Reproduce the lines starting with the line containing "Report one dot per instance of the gray" and going on through the end of the lines, swapping "tiled floor" for "stone floor" and leaving everything else unchanged.

++++

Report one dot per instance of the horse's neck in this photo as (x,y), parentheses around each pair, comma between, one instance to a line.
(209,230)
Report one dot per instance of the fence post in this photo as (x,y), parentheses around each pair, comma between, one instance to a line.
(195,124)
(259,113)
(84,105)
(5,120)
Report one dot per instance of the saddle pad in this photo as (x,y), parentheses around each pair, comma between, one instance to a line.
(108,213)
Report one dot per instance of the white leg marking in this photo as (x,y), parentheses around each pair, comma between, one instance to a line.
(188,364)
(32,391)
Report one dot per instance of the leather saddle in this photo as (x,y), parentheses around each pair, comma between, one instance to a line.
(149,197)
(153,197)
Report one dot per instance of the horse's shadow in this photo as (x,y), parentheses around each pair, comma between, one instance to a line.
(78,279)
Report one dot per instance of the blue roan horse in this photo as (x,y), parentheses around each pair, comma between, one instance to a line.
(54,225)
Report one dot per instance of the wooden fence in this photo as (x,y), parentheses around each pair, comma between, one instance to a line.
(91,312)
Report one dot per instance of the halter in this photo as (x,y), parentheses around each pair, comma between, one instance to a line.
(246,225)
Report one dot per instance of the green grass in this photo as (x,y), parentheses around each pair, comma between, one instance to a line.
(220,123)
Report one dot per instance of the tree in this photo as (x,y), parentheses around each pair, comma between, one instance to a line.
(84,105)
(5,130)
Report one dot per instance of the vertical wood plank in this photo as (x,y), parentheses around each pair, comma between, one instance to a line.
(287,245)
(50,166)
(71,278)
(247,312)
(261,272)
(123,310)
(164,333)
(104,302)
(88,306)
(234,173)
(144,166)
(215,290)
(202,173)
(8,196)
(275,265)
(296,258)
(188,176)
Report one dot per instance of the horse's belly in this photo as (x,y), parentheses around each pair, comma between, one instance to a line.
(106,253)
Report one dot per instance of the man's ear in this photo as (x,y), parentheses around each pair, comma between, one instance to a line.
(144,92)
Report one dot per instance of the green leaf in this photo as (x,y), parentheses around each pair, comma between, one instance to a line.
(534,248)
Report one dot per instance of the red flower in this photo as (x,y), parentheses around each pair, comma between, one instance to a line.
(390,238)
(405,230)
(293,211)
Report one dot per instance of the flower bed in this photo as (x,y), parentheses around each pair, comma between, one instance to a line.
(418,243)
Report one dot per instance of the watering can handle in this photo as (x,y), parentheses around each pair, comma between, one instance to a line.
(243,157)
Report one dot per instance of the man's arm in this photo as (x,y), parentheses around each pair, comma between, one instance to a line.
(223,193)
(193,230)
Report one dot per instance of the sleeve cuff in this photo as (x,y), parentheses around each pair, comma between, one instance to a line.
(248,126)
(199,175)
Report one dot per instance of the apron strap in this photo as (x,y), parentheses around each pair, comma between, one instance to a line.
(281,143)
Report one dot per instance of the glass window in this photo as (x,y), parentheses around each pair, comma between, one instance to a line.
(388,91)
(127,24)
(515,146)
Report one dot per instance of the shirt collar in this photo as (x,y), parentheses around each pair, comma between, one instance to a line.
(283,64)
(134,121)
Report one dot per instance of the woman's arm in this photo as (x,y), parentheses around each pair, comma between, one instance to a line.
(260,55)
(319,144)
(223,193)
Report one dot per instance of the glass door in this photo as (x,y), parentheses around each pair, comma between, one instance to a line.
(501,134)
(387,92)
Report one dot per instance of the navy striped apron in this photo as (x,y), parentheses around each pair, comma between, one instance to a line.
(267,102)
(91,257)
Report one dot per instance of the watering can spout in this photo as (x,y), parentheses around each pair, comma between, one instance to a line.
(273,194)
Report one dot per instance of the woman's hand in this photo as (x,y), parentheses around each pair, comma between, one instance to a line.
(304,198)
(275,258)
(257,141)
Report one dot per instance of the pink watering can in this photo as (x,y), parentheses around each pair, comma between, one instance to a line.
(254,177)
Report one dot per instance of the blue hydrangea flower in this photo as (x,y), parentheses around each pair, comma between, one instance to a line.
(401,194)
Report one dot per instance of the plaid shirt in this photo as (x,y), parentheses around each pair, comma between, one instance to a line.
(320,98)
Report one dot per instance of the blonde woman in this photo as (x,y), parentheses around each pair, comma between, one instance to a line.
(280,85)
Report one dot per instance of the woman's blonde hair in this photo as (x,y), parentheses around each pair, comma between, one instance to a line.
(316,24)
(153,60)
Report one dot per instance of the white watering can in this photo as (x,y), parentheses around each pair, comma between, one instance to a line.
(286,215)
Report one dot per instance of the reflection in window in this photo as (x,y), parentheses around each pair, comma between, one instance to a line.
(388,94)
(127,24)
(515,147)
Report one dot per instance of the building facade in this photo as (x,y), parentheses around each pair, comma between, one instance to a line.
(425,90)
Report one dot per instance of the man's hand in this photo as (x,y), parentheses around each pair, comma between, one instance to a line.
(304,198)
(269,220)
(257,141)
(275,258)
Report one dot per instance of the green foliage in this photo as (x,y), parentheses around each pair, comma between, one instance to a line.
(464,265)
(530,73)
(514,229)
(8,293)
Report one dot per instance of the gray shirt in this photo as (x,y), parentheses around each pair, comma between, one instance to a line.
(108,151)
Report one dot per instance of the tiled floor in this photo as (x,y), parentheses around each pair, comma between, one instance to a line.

++++

SOLUTION FOR THIS TASK:
Report one dot per instance of the gray shirt in this photo as (x,y), parentheses around each pair, comma between, one instance to a line.
(108,151)
Report one dot per instance of the stone floor in this photo as (x,y), parentheses around each pair, comma between, one instance to a line.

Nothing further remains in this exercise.